● **Exercise directions**
Write a continuation of the Pastor's Library book reviews, starting right after their final sentence.

● **Document extract**

Pastor's Library

Each month, we print four reviews of some of the best new books from Christian publishing houses. We do this both to keep you up to date on material being published today and to help authors of noteworthy books get the word out.

However, in the midst of the torrent of new publications, we sometimes forget the value of words written long ago. Many of the classics of past centuries are packed with truth and were written with such force and power that they are as relevant today as they were when originally published. Indeed that's what makes them "classics"-the ability to speak to multiple generations. Their perseverance is also a testament to the unchanging nature of truth. The God of Abraham, Isaac, and Jacob is also the God of Athanasius, Augustine, Luther, Chesterton, you, and me.

It's with that in mind that we present a special "Pastor's Library" section this month devoted to four books that no pastor should be without. Each of the selections has been republished since 2000 and is readily available in your local Christian bookstore or online at www.amazon.com and other Websites. We hope to make this an annual feature, as there are many more books worth reading than we have space to discuss. We hope you are as blessed by the works reviewed here as thousands have been through the years!

- Justin Lonas, publisher

The Imitation of Christ

Thomas Kempis, most recent reprint by Moody Publishers, 2007, ISBN 9780802456533, 320 pages, $8.99,
softcover.

Thomas Kempis (ca.1380-1471) was born at Kempen, Germany, near the border with Holland. At 19 he entered the monastery of Mount St. Agnes in Holland. There, he spent the remainder of his long life behind its walls as a Roman Catholic priest. He is regarded as a mystic who devoted himself to prayer, meditation, and writing. The Imitation of Christ demonstrates Thomas' deep devotion to His Lord.

First published around 1418, this devotional-style volume is divided into four sections. The first section or book, entitled "Admonitions, Useful for a Spiritual Life," is arranged in a series similar to Proverbs. Footnotes at the bottom of the page give scriptural references on which the aphorism is based. The theme is centered on one's deep devotion to Christ. Concerning temptation he wrote, "For first there cometh to the mind a bare thought of evil, then a strong imagination thereof, afterwards delight, and evil motion, and then consent." He spoke of death with these words, "It is better to avoid sin, than to escape death. If today thou are not prepared, how wilt thou be so tomorrow?"

(Records)

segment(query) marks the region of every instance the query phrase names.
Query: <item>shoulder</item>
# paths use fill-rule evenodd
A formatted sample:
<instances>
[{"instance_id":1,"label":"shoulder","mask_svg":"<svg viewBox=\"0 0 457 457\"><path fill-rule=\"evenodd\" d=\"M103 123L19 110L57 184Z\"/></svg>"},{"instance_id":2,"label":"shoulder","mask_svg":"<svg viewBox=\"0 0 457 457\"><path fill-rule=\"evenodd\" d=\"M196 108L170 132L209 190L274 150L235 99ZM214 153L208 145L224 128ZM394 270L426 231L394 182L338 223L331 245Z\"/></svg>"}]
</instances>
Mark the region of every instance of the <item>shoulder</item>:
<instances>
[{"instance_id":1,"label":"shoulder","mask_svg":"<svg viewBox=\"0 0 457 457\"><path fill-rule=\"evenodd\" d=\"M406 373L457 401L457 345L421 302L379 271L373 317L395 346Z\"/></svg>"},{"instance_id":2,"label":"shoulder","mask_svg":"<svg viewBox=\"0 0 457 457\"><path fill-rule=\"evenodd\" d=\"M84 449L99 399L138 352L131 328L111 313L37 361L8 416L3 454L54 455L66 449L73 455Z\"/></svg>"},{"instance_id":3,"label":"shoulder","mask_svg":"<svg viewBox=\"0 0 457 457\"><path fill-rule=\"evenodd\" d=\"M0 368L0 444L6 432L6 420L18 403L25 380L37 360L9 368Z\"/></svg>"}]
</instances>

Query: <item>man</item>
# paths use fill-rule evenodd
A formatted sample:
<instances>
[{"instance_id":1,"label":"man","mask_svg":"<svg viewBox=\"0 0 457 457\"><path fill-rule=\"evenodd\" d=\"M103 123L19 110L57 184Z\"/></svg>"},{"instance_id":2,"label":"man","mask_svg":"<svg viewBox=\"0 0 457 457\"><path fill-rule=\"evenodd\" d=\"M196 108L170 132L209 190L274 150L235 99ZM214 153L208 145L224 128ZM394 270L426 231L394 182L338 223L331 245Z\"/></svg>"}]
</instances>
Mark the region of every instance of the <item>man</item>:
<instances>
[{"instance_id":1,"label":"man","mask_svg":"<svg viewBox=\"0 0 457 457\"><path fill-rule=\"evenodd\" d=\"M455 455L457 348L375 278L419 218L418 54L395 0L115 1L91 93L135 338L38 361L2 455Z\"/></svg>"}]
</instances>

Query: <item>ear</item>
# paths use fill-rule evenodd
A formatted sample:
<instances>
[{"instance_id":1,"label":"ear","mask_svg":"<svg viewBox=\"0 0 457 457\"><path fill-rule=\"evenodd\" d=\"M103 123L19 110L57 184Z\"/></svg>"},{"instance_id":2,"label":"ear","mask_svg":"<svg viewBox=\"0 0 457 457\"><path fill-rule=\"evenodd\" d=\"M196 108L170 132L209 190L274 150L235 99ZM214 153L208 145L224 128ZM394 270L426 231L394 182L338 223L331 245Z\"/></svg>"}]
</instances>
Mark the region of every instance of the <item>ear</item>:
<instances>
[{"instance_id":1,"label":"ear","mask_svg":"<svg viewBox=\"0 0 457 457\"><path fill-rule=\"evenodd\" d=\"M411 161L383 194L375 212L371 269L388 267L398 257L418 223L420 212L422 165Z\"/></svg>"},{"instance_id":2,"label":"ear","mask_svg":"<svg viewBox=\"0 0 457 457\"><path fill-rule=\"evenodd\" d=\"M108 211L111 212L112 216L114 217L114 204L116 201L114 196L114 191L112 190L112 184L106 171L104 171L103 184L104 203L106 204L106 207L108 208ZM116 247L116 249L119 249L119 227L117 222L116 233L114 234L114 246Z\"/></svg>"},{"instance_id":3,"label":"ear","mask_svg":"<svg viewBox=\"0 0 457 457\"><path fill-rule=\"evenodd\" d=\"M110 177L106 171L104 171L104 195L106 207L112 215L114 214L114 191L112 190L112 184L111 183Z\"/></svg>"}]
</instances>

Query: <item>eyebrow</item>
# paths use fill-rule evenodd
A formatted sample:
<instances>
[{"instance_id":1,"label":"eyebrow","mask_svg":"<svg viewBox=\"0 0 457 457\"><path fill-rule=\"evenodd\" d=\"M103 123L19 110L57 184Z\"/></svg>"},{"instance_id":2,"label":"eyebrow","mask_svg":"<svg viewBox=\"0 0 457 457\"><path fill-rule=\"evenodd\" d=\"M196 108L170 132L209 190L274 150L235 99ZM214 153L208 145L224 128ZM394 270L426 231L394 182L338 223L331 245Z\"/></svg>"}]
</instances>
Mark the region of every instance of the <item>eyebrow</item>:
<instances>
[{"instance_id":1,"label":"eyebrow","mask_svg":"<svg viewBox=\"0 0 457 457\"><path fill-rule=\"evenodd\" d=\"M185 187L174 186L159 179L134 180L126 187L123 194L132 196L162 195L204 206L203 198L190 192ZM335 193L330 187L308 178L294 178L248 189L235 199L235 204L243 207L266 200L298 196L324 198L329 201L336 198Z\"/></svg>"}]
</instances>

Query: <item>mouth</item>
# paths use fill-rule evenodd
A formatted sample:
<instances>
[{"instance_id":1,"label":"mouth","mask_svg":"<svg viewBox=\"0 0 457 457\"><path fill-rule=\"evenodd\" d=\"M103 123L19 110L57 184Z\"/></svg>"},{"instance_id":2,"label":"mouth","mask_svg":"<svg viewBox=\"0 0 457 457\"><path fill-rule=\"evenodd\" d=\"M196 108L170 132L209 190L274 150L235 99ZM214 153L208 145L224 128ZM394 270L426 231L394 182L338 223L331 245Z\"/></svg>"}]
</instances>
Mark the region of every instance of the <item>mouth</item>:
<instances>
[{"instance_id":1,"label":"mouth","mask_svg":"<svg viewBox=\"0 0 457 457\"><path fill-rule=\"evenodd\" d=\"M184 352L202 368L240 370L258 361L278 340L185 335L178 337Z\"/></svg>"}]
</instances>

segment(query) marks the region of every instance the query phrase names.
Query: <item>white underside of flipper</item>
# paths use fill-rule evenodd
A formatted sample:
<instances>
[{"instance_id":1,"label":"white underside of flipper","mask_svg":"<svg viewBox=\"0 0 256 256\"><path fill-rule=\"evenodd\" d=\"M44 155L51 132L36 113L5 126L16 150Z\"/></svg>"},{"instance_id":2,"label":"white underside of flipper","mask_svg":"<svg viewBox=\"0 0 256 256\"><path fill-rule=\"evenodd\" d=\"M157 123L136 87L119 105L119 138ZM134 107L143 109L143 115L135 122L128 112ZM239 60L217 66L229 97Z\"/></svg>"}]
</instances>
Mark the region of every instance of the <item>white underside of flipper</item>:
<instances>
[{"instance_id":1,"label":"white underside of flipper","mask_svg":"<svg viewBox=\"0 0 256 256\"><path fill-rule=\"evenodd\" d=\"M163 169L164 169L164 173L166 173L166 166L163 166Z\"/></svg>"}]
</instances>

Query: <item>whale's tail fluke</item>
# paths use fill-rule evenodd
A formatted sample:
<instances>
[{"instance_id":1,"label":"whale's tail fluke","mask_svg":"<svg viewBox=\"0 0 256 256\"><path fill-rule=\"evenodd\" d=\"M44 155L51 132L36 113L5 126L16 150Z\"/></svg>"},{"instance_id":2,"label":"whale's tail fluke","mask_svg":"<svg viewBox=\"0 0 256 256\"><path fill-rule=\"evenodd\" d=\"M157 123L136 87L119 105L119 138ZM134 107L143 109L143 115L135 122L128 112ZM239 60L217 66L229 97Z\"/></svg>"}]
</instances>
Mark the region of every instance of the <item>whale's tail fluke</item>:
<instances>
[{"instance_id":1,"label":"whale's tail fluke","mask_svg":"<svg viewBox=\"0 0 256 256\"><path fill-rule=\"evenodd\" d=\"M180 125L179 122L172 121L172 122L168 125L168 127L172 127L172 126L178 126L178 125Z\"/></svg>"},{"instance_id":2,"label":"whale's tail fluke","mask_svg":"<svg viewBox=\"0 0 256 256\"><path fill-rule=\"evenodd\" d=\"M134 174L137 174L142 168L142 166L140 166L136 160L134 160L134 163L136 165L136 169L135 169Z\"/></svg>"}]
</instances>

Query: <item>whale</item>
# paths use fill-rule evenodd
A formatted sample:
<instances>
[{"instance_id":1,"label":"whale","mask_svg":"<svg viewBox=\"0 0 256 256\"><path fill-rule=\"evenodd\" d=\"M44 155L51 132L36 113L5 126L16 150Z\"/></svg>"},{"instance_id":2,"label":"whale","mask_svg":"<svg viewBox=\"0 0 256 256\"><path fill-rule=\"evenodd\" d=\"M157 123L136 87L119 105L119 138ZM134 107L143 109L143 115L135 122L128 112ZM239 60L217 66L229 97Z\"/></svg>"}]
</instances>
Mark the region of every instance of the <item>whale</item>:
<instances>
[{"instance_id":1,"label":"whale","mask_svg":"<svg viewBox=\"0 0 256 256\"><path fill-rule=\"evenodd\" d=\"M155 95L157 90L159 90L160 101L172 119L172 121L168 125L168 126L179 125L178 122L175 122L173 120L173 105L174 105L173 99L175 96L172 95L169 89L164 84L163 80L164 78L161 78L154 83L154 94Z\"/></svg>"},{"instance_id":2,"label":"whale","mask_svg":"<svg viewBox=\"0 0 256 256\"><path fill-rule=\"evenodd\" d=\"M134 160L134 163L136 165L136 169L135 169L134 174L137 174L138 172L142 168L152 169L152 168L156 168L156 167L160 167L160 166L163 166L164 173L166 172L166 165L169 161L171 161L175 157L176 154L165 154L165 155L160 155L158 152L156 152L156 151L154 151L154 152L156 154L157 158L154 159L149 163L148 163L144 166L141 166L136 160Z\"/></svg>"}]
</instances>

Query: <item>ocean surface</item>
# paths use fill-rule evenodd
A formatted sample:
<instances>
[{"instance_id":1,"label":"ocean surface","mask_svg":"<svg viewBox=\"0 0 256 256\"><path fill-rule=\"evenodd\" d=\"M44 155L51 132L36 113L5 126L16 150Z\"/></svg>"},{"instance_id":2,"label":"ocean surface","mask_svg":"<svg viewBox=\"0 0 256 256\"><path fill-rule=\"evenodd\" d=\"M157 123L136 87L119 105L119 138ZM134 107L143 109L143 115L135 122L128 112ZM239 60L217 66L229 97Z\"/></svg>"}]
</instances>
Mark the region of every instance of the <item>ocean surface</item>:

● **Final answer**
The second book, "Admonition Concerning Inward Things," follows a pattern similar to the first book. The short sayings lead one to think on the life of following Christ. He wrote, "Give therefore admittance unto Christ, and deny entrance to all others. For men soon change, and quickly fall; but Christ remaineth forever, and standeth by us firmly unto the end."

In the third book, "Of Internal Consolation," Thomas creates a hypothetical prayers or dialogues with God. One of his prayers reads: "Set me free from evil passions, and heal my heart of all inordinate affections: that being inwardly cured and thoroughly cleansed, I may be made fit to love, courageous to suffer, steady to persevere. Nothing sweeter than love, nothing more courageous, nothing higher, nothing wider, nothing more pleasant, nothing fuller nor better in heaven and earth; because love is born of God, and cannot rest but in God, and above all created things."

In the final book, "Concerning the Communion," the author dwells on the meaning of Communion and of Christ's restoring of our state with God in light of the separation caused by our sin.

Glen H. Jones

Target: All
Type: Devotional
Take: Recommended

Justification by Faith Alone

Jonathan Edwards, most recent reprint by Soli Deo Gloria Publications, 2000, ISBN 9781573581073, 154 pages, $12.99, hardcover.

Jonathan Edwards (1703-1758), perhaps best known for his sermon, "Sinners in the Hands of an Angry God," served as a pastor in Northampton, Mass., and later as minister of an Indian congregation in Stockbridge. Later in life he accepted the presidency of the College of New Jersey (now Princeton University), but died only a week later.

Justification by Faith Alone consists of two lectures or sermons delivered in 1734 and 1738 respectively. Each sermon is approximately seventy-five pages long in modern type. Even New England Puritan congregations may have had difficulty sustaining interest in sermons this long. These lectures are, however, a masterful treatment of one of the crucial truths of Christianity.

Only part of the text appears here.